• _What to do_
A faithful transcription of all the data is required.

*** Data records ***

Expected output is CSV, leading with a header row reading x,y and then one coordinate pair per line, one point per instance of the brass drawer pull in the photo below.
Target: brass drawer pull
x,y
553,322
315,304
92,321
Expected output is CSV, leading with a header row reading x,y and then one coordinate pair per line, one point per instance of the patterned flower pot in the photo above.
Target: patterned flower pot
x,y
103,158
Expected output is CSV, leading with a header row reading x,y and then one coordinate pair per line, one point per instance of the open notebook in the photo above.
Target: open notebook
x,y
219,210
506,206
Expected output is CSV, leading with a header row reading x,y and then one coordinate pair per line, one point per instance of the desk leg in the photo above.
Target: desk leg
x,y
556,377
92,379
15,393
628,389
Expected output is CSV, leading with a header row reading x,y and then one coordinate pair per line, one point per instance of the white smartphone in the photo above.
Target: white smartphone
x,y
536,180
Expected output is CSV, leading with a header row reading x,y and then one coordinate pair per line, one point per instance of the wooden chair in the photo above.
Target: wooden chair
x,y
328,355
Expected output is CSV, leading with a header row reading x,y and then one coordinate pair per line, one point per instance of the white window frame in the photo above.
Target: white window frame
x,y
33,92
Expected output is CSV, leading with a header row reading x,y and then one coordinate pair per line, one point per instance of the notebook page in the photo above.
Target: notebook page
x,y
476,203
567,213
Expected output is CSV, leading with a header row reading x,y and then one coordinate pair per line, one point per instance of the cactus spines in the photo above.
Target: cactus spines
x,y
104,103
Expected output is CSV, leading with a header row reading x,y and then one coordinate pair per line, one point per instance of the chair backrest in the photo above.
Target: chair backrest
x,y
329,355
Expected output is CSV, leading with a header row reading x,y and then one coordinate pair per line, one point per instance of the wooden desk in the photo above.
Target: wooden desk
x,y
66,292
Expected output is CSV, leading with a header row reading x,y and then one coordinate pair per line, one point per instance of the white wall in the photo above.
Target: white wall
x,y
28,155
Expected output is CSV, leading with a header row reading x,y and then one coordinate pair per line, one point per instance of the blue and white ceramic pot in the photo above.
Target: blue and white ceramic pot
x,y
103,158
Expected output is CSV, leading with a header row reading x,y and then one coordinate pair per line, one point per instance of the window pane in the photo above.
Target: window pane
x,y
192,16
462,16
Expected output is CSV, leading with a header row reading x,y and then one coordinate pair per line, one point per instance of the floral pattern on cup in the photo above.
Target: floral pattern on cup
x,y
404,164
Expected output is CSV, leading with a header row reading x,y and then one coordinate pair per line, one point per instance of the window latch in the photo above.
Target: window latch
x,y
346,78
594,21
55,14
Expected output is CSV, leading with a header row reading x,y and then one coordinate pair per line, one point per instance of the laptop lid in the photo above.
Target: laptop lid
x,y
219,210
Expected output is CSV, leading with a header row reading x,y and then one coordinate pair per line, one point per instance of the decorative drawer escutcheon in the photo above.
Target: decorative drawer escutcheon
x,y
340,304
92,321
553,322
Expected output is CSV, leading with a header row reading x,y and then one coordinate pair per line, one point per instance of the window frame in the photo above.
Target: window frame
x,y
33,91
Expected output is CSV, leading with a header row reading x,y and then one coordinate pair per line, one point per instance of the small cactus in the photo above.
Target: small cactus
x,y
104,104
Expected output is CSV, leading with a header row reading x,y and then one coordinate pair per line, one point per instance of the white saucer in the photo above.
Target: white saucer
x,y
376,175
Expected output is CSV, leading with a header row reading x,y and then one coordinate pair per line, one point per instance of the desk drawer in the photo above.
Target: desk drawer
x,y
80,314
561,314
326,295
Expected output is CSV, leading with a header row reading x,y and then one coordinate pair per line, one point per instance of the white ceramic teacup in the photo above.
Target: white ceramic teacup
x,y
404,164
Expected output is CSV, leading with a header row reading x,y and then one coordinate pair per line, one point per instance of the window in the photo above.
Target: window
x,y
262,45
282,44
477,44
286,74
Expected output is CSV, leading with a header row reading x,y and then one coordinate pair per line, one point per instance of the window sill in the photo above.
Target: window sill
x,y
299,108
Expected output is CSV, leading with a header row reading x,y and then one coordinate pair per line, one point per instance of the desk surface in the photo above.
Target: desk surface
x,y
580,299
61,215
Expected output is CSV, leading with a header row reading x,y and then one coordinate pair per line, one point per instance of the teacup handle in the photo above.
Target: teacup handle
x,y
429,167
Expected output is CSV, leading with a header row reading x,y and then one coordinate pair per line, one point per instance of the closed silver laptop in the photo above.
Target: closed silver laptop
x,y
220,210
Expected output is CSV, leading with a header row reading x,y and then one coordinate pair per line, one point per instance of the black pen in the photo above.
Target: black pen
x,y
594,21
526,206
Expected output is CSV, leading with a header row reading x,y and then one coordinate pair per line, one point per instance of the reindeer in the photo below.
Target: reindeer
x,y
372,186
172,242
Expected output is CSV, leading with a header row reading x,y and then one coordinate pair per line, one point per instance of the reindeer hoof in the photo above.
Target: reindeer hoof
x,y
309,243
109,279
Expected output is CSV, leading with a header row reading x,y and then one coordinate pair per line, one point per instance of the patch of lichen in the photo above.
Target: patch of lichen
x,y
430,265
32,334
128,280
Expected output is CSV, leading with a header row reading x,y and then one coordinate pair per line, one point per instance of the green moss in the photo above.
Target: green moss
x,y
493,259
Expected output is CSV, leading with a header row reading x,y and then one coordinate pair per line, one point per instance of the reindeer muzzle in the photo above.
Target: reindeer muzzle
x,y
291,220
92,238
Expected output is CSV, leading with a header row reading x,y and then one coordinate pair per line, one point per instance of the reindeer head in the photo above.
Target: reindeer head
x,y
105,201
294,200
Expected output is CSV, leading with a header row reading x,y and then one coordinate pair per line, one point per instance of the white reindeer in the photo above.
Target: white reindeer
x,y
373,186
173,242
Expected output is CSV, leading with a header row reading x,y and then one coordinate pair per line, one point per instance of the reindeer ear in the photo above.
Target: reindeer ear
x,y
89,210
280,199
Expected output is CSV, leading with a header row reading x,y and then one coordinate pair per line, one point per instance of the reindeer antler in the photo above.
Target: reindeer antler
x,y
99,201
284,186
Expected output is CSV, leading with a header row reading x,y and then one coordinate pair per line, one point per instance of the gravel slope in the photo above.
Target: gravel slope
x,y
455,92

***

• _Answer section_
Expected output is CSV, leading with a header row reading x,y and then one coordinate pair per line, one point per instance of the brass drawer pull in the photo below.
Target: brass drawer pull
x,y
553,322
315,304
92,321
Expected output is CSV, leading with a header row reading x,y and then one coordinate pair per line, one point per instance of the patterned flower pot in the photo above.
Target: patterned flower pot
x,y
103,158
Expected output is CSV, leading with a header row reading x,y and then one coordinate pair per line, one point per instance of the open notebook in the photo above.
Target: open notebook
x,y
219,210
506,206
Expected output is CSV, leading with a header row reading x,y and then one coordinate pair per line, one point per instance of the desk leg in the photo above.
Target: desk leg
x,y
556,377
92,379
15,393
628,389
Expected output is CSV, leading with a header row reading x,y and then one coordinate pair per line, one point per instance of the white smartphone in the photo above.
Target: white smartphone
x,y
536,180
Expected output is CSV, leading with a header row reading x,y and then one coordinate pair per line, one point per instance of the wooden chair in the photo above.
Target: wooden chair
x,y
328,355
Expected output is CSV, leading with a header row reading x,y and then one coordinate pair per line, one point per instance of the white window frame in the photo above.
Target: white window frame
x,y
33,92
Expected output is CSV, leading with a header row reading x,y and then one coordinate pair per line, one point per instance of the notebook page in the photo above.
Target: notebook page
x,y
476,203
567,213
Expected output is CSV, leading with a header row reading x,y and then one coordinate pair per line, one point per instance of the cactus spines in the photo above.
Target: cactus spines
x,y
104,103
Expected output is CSV, leading with a header row reading x,y and then one coordinate pair per line, one point per instance of the chair backrest in the photo above.
Target: chair backrest
x,y
329,355
Expected output is CSV, leading with a header row reading x,y and then one coordinate pair per line, one point per instance of the wooden desk in the photo above.
Target: wooden desk
x,y
66,292
Expected output is CSV, leading with a header row reading x,y and then one coordinate pair per line, one point per instance of the white wall in the photo above.
Target: white wall
x,y
28,155
Expected output is CSV, leading with a header row reading x,y and then one coordinate pair per line, one point per instance of the blue and white ceramic pot in the photo above.
Target: blue and white ceramic pot
x,y
103,158
Expected output is CSV, leading with a header row reading x,y and then one coordinate pair per line, one point per instance of the window pane in the photo above.
Target: window pane
x,y
192,16
462,16
Expected output is CSV, leading with a header row reading x,y and then one coordinate pair per line, one point per instance of the floral pattern on cup in the photo above.
Target: floral pattern on cup
x,y
404,164
Expected output is CSV, leading with a header row reading x,y and then one coordinate pair per line, one point per instance of the window latch in the photo above.
Target: window latch
x,y
346,78
594,21
55,14
Expected output is CSV, leading with a header row reading x,y and then one coordinate pair per line, one point per instance of the laptop lid in the photo above.
Target: laptop lid
x,y
219,210
Expected output is CSV, leading with a header row reading x,y and then one coordinate pair per line, one point per instance of the decorative drawer escutcheon in the photo above.
Target: decorative drawer escutcheon
x,y
340,304
92,321
553,322
Expected output is CSV, leading with a header row reading x,y and then one coordinate pair per line, one point per instance of the window frame in the photo above.
Target: window frame
x,y
33,91
Expected output is CSV, leading with a header row reading x,y and then one coordinate pair per line, one point per instance of the small cactus in the photo above.
Target: small cactus
x,y
104,104
Expected output is CSV, leading with a header row reading x,y and then one coordinate pair per line, one point per instance of the white saucer in the photo above.
Target: white saucer
x,y
376,175
Expected output is CSV, leading with a header row reading x,y and then one coordinate pair per line, one point per instance of the desk drawer in the photo above.
Target: desk drawer
x,y
80,314
561,314
326,295
Expected output is CSV, leading with a header row reading x,y and then one coordinate pair per line, one point per instance of the white ceramic teacup in the photo above.
Target: white ceramic teacup
x,y
404,164
Expected output is CSV, leading with a header row reading x,y and then one coordinate pair per line, one point per instance of the window in the photo above.
Target: window
x,y
262,45
282,44
477,44
286,74
Expected output is CSV, leading with a header row reading x,y and then one coordinate pair per line, one point per instance of the window sill in the photo above.
Target: window sill
x,y
299,108
Expected output is CSV, leading with a header row reading x,y and then one coordinate pair per line, one point per instance of the desk surface in the photo above.
Target: desk surface
x,y
580,299
61,215
Expected output is CSV, leading with a header row reading x,y and then one coordinate pair per line, one point per instance of the teacup handle in the photo above.
Target: teacup handle
x,y
429,167
Expected output is CSV, leading with a header row reading x,y and then one coordinate pair per line, one point per instance of the closed silver laptop in the photo above.
Target: closed silver laptop
x,y
220,210
Expected output is CSV, leading with a header row reading x,y and then one coordinate pair per line, one point per instance of the black pen in the photo above.
Target: black pen
x,y
594,21
526,206
Expected output is CSV, leading with a header row reading x,y and then one coordinate pair per line, one point per instance of the reindeer in the photo below.
Target: reindeer
x,y
372,186
172,242
Expected output is CSV, leading with a header row reading x,y and then one coordinate pair per line, one point per instance of the reindeer hoof in the photo above.
Target: reindeer hoof
x,y
309,243
109,279
Expected output is CSV, leading with a header row reading x,y and then one coordinate pair per line, one point per instance of the patch of lichen in the photo above.
Target: patch of lichen
x,y
430,265
32,334
128,280
Expected output is CSV, leading with a header row reading x,y and then one coordinate pair per line, one point per instance of the green moss in the photo above.
Target: green moss
x,y
493,259
Expected output is CSV, leading with a header row reading x,y and then one coordinate pair per line, one point per instance of the reindeer muzzle in the photo above.
Target: reindeer muzzle
x,y
291,220
92,238
Expected output is CSV, leading with a header row reading x,y and then one coordinate pair per line, one point per instance of the reindeer head in the photo above.
Target: reindeer head
x,y
105,201
294,200
Expected output is CSV, leading with a header row reading x,y and then one coordinate pair per line, one point per instance of the white reindeer in the photo above.
Target: white reindeer
x,y
373,186
173,242
Expected output is CSV, leading with a header row reading x,y and then one coordinate pair per line, one point per instance of the reindeer ear in the photo above.
Target: reindeer ear
x,y
89,210
280,199
Expected output is CSV, leading with a header row reading x,y and then one coordinate pair per line, one point per instance of the reindeer antler in the photo above.
Target: reindeer antler
x,y
99,201
284,186
Expected output is CSV, leading with a header row reading x,y and then one coordinate pair per line, one point per instance of the gravel slope in the photo above.
Target: gravel slope
x,y
455,92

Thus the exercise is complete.